Dominant variants in major spliceosome U4 and U5 small nuclear RNA genes cause neurodevelopmental disorders through splicing disruption

Abstract Variants in RNU4-2 , encoding the small nuclear RNA (snRNA) U4, were recently identified as a major cause of neurodevelopmental disorders (ReNU syndrome). Here, we investigated de novo variants in 50 snRNAs in a French cohort of 23,649 individuals with rare disorders and collected data of additional patients through an international collaboration. Altogether, we identified 133 probands with pathogenic or likely pathogenic variants in RNU4-2 and 15 individuals with de novo and/or recurrent variants in constrained regions of RNU5B-1 , one of five genes encoding U5. These variants cluster in evolutionarily conserved regions of U4 and U5 essential for splicing. RNU4-2 variants affecting stem III are associated with milder phenotypes than those in the T-loop (quasi-pseudoknot). Phaseable variants associated with severe phenotypes occurred on the maternal allele. Individuals with RNU4-2 variants show specific defects in alternative 5’ splice site usage, correlating with variant location and clinical severity. Additionally, we report an episignature associated with severe ReNU syndrome. This study further highlights the importance of de novo variants in snRNAs and establishes RNU5B-1 as a new neurodevelopmental disorder gene.

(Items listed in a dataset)
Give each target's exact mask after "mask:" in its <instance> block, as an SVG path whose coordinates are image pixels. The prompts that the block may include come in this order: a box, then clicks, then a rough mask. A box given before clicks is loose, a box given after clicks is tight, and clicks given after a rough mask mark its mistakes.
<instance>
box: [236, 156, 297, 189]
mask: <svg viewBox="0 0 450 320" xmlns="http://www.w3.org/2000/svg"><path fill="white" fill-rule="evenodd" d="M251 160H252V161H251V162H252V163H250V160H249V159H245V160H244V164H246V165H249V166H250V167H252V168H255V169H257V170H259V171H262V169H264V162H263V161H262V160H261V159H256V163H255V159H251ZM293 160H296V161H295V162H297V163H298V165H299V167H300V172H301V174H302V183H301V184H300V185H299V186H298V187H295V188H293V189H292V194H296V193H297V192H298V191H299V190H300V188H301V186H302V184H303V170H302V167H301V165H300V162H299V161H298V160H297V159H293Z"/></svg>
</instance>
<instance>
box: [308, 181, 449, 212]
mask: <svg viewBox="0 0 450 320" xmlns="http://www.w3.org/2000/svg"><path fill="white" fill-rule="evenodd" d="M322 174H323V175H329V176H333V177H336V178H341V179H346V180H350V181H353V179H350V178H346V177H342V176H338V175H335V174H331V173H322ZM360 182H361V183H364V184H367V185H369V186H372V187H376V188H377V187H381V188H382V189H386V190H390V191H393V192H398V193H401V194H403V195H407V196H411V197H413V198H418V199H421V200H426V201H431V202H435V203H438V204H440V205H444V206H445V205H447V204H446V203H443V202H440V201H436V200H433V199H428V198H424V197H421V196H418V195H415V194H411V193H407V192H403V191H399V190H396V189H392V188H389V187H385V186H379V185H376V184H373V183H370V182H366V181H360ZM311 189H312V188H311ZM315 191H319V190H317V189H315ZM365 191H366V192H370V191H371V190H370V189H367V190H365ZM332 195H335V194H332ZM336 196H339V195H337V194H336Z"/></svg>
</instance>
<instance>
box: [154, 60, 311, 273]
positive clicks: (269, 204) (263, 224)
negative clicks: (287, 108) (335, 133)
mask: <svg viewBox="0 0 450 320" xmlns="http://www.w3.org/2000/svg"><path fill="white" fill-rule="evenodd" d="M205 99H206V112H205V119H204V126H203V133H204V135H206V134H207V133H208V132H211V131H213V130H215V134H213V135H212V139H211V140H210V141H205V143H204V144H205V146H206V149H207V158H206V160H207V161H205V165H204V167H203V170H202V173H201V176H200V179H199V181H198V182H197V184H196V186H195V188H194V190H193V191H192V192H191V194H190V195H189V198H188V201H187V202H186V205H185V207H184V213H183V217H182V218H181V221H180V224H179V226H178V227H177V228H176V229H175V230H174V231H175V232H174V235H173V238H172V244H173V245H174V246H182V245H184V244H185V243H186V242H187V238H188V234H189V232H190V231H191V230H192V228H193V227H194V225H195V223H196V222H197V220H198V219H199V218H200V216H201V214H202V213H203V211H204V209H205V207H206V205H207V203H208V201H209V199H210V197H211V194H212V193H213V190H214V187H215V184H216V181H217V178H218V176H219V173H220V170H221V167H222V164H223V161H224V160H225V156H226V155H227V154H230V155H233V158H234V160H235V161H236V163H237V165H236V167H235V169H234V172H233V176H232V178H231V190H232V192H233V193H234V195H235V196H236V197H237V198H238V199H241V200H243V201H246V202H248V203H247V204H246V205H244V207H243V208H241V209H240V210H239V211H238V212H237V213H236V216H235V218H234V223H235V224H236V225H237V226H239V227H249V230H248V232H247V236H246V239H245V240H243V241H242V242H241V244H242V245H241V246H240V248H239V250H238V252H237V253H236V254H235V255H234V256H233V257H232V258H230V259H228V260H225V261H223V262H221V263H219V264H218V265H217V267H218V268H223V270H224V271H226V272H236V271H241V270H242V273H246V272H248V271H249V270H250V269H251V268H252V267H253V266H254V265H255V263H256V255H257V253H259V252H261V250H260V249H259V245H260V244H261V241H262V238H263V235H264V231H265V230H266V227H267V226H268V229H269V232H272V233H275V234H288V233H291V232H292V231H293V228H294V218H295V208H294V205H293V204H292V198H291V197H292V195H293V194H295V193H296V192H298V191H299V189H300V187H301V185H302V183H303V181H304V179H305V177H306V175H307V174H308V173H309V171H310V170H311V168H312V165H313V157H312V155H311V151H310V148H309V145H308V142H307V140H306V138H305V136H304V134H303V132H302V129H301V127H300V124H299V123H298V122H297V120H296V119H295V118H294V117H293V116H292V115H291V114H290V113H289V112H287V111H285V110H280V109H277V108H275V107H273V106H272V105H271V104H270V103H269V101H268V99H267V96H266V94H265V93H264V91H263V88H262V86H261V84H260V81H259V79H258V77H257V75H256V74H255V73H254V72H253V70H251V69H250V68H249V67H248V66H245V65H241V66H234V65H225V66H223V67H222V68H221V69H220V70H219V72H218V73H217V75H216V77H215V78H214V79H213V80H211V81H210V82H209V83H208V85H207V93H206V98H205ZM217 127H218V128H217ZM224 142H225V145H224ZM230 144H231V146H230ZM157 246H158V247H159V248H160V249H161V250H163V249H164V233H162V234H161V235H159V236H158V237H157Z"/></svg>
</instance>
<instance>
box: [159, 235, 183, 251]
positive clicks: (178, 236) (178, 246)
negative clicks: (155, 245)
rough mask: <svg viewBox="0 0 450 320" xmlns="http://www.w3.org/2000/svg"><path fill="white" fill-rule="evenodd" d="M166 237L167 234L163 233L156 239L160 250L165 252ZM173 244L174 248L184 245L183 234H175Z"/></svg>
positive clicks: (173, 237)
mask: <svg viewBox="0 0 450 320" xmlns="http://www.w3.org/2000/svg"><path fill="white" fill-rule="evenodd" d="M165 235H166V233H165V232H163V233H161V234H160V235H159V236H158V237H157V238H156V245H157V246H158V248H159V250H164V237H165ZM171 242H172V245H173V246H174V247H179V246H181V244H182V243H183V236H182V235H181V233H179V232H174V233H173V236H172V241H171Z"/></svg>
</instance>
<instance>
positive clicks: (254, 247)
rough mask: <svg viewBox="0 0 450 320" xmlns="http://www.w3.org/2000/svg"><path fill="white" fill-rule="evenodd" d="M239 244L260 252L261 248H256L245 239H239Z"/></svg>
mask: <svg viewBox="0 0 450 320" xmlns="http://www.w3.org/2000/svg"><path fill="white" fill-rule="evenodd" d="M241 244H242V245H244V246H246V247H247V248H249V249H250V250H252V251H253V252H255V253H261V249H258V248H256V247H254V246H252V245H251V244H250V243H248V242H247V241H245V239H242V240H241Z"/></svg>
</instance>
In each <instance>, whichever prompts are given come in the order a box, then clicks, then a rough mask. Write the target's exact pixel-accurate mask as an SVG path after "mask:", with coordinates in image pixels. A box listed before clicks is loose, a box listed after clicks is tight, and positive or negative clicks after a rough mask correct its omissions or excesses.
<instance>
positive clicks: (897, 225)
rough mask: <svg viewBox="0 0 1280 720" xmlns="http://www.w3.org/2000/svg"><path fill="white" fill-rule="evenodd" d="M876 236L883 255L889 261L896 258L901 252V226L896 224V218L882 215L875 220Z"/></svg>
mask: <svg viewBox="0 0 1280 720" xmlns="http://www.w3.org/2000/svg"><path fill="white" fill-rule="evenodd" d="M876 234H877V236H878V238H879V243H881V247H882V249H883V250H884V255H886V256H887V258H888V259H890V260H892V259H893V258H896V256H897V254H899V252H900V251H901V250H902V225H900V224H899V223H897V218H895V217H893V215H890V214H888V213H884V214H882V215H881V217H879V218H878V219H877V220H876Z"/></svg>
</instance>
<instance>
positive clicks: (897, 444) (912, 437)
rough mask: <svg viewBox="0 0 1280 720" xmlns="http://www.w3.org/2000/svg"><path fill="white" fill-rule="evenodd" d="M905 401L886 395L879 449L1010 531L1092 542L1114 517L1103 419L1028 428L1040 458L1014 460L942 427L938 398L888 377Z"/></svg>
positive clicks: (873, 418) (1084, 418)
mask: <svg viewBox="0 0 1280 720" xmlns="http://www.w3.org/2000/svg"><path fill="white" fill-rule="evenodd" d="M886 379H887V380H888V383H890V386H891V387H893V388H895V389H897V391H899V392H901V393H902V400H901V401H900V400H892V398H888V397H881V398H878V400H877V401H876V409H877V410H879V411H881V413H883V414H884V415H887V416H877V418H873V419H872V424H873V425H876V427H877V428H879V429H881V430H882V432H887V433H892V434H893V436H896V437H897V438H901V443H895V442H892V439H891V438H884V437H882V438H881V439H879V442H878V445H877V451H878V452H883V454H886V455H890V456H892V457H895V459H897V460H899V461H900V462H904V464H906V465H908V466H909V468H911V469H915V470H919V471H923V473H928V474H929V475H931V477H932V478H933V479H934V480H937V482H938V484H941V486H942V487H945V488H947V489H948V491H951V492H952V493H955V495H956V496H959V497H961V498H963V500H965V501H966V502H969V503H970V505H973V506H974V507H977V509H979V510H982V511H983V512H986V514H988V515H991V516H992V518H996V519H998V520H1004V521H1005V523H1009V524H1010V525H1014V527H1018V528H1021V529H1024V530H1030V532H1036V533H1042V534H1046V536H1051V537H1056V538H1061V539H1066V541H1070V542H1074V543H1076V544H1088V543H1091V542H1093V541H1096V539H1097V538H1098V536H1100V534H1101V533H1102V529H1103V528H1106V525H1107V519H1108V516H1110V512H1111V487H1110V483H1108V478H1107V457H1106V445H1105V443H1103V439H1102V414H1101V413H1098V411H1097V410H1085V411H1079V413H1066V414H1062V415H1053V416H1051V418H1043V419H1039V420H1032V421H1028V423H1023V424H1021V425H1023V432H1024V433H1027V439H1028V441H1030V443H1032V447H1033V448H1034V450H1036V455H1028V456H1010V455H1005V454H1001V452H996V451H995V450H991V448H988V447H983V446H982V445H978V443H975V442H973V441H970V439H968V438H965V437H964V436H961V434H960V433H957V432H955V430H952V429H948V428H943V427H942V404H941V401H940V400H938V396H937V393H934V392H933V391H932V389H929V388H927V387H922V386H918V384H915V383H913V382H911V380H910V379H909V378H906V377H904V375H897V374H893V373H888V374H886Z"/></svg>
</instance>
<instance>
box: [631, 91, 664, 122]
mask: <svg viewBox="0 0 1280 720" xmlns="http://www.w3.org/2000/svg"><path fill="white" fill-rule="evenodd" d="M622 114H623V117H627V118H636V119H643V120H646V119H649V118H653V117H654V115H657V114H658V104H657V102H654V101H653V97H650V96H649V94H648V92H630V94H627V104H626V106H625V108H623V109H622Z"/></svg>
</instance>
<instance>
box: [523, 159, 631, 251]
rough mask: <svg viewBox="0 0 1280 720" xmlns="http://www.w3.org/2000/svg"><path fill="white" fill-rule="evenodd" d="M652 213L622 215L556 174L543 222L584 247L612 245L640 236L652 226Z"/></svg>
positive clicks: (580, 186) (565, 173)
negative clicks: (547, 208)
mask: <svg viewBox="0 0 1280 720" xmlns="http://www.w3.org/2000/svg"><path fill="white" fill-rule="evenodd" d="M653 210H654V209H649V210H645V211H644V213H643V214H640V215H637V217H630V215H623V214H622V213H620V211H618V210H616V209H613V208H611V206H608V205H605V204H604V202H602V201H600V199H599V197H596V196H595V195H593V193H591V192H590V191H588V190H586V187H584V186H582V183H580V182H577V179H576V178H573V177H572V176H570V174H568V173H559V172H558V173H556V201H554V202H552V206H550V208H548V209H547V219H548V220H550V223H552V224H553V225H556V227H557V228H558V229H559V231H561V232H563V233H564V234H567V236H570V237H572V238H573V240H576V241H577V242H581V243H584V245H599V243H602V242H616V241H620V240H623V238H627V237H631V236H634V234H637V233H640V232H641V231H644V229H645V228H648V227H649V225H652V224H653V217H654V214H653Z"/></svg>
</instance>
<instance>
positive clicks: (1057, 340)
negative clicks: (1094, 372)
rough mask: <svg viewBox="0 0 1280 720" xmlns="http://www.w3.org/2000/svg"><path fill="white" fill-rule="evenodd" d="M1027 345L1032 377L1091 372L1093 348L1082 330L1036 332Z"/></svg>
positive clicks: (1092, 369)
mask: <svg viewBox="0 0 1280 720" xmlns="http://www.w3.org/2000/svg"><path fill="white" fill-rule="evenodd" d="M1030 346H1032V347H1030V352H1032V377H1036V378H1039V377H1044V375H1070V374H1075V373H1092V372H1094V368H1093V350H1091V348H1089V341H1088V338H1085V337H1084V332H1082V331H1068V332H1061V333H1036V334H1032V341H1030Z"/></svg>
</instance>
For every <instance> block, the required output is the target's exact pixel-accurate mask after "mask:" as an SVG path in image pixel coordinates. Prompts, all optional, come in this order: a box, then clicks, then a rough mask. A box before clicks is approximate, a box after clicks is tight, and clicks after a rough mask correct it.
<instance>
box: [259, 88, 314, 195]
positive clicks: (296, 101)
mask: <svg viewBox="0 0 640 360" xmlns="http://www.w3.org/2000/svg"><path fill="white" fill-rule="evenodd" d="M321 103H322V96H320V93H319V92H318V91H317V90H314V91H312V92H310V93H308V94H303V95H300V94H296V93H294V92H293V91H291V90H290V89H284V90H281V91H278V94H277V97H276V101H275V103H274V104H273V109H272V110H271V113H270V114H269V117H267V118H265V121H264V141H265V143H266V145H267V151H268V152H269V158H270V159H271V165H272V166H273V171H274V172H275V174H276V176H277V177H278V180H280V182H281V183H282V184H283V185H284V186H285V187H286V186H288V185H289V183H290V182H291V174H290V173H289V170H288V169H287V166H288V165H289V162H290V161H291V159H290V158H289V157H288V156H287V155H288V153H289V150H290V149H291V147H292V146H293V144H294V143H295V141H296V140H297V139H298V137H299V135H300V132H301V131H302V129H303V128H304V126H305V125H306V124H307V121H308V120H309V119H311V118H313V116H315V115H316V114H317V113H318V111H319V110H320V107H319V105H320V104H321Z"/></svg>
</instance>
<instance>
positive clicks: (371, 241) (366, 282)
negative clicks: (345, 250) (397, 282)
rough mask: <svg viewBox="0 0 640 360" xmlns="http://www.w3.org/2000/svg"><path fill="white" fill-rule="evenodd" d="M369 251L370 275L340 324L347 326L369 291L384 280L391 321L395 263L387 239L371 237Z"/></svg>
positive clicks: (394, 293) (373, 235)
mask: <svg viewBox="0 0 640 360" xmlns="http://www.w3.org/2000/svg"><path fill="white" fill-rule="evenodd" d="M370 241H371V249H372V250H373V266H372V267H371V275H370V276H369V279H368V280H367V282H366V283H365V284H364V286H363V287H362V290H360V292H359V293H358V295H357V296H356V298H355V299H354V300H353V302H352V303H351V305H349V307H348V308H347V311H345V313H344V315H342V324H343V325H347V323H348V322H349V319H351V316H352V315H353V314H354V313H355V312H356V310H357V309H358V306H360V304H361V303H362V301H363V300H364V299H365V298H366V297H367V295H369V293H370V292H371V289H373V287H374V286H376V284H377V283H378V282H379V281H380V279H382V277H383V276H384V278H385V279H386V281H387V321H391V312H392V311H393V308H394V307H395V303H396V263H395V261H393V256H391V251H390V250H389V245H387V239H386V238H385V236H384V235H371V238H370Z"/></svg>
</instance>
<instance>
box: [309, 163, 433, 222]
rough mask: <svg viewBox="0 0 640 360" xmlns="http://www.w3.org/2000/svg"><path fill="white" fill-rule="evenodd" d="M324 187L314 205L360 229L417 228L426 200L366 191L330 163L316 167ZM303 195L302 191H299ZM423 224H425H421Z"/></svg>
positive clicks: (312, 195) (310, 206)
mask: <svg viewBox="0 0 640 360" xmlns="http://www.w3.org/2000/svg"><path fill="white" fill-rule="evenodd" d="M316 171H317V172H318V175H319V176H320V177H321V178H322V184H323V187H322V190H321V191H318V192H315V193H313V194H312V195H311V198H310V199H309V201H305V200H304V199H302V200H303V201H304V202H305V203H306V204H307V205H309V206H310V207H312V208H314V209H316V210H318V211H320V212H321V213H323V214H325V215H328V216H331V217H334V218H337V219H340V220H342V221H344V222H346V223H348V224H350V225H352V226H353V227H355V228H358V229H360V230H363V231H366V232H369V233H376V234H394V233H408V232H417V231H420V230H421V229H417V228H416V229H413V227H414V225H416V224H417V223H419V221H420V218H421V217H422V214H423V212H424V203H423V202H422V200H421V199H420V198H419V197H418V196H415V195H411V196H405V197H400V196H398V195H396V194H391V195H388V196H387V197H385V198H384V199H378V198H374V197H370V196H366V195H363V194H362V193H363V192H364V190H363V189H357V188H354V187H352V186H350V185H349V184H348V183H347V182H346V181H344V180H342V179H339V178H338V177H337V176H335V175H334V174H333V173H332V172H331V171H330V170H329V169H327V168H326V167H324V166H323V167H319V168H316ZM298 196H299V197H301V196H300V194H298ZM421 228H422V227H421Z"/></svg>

### TASK INSTRUCTIONS
1 > In the abstract on snRNA variants and neurodevelopmental disorders, how many individuals were in the French cohort?
2 > Summarize the abstract on snRNA variants and neurodevelopmental disorders in two sentences.

### WRITTEN ANSWERS
1 > The French cohort included 23,649 individuals with rare disorders.

2 > By studying de novo variants in 50 snRNAs in a French cohort and with international collaborators, the researchers identified 133 probands with pathogenic or likely pathogenic RNU4-2 variants and 15 individuals with de novo and/or recurrent variants in constrained regions of RNU5B-1, all clustering in conserved regions essential for splicing. RNU4-2 variant location related to phenotype severity and to specific defects in alternative 5' splice site usage, an episignature was reported for severe ReNU syndrome, and RNU5B-1 was established as a new neurodevelopmental disorder gene.